• _Document text_
The Pro Evolution Soccer or “PES” franchise has a rich history that dates all the way back into the late 90’s. Oftentimes PES offered football aficionados an alternative experience to the widely popular FIFA franchise released by EA annually. Undoubtedly each franchise has had its low points as well as highs throughout the years but the era of gaming we live in now, seems to be one of the best for both Football franchises.
2015 marked the first year for Konami’s football franchise to hit next gen consoles and it was widely considered a success. Although still lacking some of the licensing enjoyed by its competitor, gamers largely agreed that PES 2015 actually was a more balanced, technical and accurate representation of the sport. PES 2015 scored very high on all the top review sites and actually also had a higher metacritic score than FIFA did which brings us to this year.
At this years E3 in Los Angeles, I got to spend some quality time with an early build of PES 2016 in the Konami booth and this article will highlight some of the first impressions I took away from it.
First off, let’s talk about the PES booth itself. Built like a pub with wood paneling all around, Winning Eleven posters and cover art on display all throughout, it was a welcome retreat from all the hustle and bustle that is the show floor at E3. I promptly sat down at the bar which had controllers sprouting out of it and was greeted with a beer by a Konami employee. The mood was set and I was extremely eager to get my hands on PES 2016. The first game I played was against a Gentleman who also had a lot of experience with both FIFA and PES. We decided to play an international friendly between my home team Germany and his team of choice, France.
Loading was swift and the game dropped us into the player tunnel with both sides waiting to take the field. At first glance, the player models looked sharp and improved over last year. There was not much else in the form of presentation at the beginning of the game and we found ourselves in the kick off circle fairly quick. My first impressions once on the field were that the pitch itself looked a lot better than last years. I had just played PES 2015 the night before, to refresh my memory and the field definitely looked more detailed and realistic. The stadium also looked a little crisper and the fans in it looked lively. Some of that could be attributed to some lighting improvements but it’s hard to tell unless comparing both side by side. Overall it definitely “popped” more than last years title from what I could tell.

• _Given material_

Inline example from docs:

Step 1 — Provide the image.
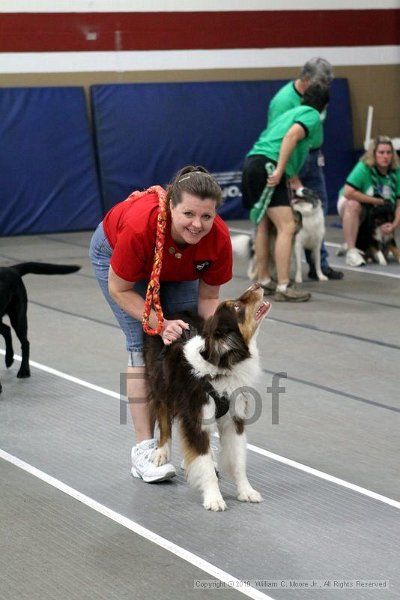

• _Description of the task_
Please update the PES 2016 preview text between "At this years" and "of choice, France.", inclusive, and change "beer" to "soda".

• _Answer for this exercise_
At this years E3 in Los Angeles, I got to spend some quality time with an early build of PES 2016 in the Konami booth and this article will highlight some of the first impressions I took away from it.
First off, let’s talk about the PES booth itself. Built like a pub with wood paneling all around, Winning Eleven posters and cover art on display all throughout, it was a welcome retreat from all the hustle and bustle that is the show floor at E3. I promptly sat down at the bar which had controllers sprouting out of it and was greeted with a soda by a Konami employee. The mood was set and I was extremely eager to get my hands on PES 2016. The first game I played was against a Gentleman who also had a lot of experience with both FIFA and PES. We decided to play an international friendly between my home team Germany and his team of choice, France.